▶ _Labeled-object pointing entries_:
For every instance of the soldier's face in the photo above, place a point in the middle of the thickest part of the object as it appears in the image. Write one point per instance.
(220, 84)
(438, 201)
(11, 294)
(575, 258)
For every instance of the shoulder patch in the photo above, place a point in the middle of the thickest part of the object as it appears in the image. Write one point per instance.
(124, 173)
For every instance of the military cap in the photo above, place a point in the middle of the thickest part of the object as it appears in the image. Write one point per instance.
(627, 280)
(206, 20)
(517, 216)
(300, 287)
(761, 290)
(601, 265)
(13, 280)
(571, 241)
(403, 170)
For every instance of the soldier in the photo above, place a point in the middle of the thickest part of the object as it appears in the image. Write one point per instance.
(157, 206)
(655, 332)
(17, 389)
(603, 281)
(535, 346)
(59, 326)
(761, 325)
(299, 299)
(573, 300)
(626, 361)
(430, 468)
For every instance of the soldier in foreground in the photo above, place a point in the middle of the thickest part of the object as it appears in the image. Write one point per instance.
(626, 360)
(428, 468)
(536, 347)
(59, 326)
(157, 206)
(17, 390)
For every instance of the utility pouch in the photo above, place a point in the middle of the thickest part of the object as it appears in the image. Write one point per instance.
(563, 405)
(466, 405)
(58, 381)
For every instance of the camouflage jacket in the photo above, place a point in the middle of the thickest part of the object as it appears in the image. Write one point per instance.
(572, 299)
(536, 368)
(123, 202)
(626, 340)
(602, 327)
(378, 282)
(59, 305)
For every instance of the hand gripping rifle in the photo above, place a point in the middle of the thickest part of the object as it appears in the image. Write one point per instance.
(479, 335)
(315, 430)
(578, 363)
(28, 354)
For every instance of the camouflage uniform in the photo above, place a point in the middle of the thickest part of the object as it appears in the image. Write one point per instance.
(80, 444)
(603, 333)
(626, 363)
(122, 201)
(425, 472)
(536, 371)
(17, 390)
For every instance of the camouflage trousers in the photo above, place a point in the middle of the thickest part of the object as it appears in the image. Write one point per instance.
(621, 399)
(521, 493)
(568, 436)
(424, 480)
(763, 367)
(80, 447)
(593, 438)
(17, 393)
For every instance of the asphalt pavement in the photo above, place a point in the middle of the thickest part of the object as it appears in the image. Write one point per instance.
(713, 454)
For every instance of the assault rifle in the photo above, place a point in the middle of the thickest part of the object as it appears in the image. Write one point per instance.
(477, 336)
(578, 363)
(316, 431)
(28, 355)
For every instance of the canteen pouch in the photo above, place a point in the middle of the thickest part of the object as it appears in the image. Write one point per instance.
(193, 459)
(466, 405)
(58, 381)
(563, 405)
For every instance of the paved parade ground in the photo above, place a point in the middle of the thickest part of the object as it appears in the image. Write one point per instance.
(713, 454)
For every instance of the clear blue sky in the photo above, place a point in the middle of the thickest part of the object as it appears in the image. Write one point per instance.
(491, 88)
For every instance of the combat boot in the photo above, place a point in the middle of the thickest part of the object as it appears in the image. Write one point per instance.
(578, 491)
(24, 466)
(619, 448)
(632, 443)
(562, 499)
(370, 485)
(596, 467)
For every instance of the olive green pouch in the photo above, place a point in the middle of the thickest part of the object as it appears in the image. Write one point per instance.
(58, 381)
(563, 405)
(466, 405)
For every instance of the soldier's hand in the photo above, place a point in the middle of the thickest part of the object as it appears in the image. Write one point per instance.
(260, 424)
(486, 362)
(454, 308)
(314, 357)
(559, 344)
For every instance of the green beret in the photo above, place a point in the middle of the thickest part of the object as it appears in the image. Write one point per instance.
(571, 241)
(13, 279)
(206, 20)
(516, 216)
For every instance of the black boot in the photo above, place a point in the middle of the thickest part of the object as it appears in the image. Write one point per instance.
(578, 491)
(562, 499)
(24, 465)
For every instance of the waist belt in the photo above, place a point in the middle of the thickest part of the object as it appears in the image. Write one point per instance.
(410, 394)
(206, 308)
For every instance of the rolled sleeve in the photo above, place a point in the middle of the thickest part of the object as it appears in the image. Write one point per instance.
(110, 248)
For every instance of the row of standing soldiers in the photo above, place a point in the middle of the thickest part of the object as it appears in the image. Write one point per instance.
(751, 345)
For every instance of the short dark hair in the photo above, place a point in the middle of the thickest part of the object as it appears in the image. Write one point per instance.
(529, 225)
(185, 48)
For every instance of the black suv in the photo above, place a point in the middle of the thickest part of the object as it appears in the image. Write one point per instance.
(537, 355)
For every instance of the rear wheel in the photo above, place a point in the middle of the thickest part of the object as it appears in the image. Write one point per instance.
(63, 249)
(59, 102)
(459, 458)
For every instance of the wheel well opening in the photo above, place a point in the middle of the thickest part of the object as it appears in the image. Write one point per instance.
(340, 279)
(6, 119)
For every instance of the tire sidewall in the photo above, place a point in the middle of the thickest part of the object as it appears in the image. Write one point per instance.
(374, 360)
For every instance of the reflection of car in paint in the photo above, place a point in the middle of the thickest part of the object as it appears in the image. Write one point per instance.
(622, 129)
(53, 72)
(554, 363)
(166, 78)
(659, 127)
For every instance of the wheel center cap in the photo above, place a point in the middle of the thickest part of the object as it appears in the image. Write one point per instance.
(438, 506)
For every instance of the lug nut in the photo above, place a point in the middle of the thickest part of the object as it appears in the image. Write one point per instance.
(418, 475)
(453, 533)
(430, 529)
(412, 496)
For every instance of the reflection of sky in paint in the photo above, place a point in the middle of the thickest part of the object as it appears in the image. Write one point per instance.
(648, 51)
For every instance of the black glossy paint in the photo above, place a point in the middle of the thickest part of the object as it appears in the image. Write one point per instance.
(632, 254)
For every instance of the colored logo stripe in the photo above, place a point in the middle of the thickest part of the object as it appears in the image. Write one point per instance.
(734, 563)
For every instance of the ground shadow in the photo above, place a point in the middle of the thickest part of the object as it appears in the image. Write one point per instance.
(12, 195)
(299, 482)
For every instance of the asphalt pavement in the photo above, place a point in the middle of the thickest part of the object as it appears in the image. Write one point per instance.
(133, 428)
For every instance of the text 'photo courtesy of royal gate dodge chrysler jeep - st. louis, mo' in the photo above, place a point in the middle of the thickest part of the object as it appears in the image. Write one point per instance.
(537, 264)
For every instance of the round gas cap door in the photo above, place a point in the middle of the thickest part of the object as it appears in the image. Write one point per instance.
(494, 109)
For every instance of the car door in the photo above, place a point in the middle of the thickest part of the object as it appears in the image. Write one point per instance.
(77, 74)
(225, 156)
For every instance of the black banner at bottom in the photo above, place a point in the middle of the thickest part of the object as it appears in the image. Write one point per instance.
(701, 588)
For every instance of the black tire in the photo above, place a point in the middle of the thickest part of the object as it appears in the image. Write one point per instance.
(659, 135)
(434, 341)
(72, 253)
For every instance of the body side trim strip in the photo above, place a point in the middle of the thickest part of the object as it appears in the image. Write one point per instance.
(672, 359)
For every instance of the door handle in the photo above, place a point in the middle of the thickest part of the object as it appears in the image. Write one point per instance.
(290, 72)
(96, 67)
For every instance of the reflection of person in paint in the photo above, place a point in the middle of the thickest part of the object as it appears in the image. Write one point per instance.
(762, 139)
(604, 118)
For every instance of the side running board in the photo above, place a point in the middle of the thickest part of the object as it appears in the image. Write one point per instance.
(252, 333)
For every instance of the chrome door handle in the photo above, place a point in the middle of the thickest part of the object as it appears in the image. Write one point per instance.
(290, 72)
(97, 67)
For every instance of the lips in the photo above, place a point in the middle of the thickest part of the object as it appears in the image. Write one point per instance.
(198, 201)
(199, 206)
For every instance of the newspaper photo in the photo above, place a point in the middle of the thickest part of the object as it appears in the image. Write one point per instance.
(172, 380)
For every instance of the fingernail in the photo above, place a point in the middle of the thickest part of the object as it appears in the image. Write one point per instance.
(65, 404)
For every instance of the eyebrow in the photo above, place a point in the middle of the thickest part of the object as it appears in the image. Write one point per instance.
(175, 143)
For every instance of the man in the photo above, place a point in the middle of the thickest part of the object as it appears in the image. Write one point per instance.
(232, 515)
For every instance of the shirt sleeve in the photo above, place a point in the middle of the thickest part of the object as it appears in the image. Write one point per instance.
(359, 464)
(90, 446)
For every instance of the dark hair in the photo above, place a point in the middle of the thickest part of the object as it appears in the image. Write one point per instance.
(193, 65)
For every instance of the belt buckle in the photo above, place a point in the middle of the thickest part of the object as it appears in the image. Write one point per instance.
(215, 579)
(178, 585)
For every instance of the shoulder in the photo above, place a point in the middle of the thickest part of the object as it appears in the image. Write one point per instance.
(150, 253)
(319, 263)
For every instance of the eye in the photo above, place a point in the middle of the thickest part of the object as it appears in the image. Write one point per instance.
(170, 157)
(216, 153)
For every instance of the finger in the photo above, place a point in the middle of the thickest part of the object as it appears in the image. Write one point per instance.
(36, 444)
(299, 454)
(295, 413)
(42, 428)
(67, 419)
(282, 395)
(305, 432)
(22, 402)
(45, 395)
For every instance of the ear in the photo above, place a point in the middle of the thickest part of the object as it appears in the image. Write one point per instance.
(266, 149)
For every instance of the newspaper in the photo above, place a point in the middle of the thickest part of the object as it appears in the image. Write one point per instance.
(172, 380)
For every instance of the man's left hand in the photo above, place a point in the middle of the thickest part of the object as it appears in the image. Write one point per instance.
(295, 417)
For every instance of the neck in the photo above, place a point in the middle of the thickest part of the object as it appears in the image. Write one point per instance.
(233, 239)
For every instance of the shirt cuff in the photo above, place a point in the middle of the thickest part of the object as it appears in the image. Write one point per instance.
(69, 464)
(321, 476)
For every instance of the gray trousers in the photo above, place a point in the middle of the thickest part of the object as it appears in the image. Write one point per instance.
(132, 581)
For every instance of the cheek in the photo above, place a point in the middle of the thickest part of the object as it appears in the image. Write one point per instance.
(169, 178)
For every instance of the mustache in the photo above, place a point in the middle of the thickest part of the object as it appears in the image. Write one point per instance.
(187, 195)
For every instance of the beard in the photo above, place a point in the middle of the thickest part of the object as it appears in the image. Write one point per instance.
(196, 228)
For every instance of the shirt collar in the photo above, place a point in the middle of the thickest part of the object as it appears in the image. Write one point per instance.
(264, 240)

▶ _Your goal_: Exactly repeat the lines from the line that contains "For every instance of the cheek" to the end of the entries, both included, and leave out all other lines.

▶ _In response_:
For every instance of the cheek in the photo above, place a point in the middle of the thickest part of the object as it appears in the image. Write one point per instance.
(169, 178)
For every instance of the mustache in the photo above, place a point in the middle of the thickest part of the object as it appears in the image. Write one point per instance.
(187, 195)
For every instance of the beard in the photo above, place a point in the middle of the thickest part of the object as it appears in the image. Write one point per instance.
(196, 228)
For every instance of the shirt collar in the photo above, place a point in the middle of the thickest part of the object as it appears in the image. Write one point per instance.
(264, 240)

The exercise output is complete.